What to work on –
Copy out everything from the start of the material down to the line containing "Trace the outline of every instance of the dark", reproducing each line character for character.

Data –
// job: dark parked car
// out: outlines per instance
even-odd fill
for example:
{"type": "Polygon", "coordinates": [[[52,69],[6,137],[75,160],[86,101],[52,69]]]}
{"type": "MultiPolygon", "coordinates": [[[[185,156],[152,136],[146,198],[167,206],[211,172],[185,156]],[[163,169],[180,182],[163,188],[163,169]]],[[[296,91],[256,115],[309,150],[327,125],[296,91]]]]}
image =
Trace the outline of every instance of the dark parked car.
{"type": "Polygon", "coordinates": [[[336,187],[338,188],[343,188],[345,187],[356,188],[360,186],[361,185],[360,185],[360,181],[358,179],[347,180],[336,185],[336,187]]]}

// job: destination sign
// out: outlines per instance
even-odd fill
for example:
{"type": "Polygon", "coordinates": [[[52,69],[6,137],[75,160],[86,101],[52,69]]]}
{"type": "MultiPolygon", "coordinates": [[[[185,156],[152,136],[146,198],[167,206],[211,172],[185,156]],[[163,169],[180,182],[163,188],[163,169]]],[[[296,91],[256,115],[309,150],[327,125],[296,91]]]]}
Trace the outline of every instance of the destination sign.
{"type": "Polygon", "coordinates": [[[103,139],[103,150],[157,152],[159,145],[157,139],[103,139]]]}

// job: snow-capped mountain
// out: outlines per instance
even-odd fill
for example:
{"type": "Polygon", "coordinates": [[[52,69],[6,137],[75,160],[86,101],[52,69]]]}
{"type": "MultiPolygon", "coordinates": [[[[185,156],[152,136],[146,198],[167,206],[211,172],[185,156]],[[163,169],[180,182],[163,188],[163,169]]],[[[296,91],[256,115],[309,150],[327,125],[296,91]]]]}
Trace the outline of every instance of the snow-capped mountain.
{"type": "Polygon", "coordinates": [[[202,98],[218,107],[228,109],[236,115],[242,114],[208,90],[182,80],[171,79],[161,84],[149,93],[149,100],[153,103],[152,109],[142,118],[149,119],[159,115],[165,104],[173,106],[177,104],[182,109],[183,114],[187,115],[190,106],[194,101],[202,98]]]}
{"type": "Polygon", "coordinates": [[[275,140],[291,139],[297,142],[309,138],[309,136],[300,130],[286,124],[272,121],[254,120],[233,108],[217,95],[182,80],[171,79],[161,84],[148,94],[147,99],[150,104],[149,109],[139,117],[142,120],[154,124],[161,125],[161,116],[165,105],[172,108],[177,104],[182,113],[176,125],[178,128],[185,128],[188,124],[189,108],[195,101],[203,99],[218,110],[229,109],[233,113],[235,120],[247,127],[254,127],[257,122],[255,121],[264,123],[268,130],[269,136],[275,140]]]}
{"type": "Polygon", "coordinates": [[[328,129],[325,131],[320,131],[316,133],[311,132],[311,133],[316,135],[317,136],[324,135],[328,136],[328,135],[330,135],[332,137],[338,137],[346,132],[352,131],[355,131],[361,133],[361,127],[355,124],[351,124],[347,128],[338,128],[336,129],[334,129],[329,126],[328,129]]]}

Answer below –
// job: dark parked car
// out: outlines per instance
even-odd fill
for example:
{"type": "Polygon", "coordinates": [[[52,69],[6,137],[75,160],[86,101],[52,69]]]}
{"type": "MultiPolygon", "coordinates": [[[[185,156],[152,136],[146,198],[167,206],[211,172],[185,156]],[[163,169],[180,182],[163,188],[163,169]]],[[[296,91],[256,115],[309,150],[327,125],[296,91]]]]}
image =
Trace the outline of every instance of the dark parked car.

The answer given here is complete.